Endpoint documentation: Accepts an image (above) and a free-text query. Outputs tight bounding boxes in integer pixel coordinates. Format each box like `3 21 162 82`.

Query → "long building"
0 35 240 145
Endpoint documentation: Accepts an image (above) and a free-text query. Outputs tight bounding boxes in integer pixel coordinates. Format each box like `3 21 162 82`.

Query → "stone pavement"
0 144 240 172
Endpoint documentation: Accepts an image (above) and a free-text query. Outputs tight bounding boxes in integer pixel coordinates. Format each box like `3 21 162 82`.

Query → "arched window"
◆ ◆ ◆ ◆ ◆ ◆ ◆
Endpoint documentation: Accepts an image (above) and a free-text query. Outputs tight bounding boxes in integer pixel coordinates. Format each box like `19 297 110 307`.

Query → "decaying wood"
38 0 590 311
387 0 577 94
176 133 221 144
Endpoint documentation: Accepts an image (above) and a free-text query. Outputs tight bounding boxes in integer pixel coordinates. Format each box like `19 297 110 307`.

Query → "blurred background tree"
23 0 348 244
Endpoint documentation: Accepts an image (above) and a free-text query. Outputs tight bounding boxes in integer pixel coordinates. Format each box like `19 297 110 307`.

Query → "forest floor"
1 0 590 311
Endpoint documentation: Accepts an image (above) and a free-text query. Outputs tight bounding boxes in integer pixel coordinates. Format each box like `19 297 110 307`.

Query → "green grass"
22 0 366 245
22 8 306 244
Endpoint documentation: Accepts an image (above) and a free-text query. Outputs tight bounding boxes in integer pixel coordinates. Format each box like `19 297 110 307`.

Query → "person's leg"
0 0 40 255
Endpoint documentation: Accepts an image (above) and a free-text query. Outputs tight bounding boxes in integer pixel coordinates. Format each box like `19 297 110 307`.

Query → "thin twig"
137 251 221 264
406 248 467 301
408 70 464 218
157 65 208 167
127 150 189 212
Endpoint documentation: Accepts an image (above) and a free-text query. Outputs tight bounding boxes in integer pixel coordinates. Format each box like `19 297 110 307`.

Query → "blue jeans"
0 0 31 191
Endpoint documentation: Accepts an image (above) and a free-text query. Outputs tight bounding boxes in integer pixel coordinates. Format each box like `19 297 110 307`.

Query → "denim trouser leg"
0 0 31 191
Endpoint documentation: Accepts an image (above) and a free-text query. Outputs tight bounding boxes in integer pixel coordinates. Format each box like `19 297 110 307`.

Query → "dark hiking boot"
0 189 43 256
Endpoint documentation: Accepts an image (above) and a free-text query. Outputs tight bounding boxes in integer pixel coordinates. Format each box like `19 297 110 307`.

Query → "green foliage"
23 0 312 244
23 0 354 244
◆ ◆ ◆ ◆ ◆ ◆ ◆
• _What the task asks_: Report every line in the rows above that contains the word "green", copying each one in full.

• _Worked solution_:
Query → "green grass"
Query → "green foliage"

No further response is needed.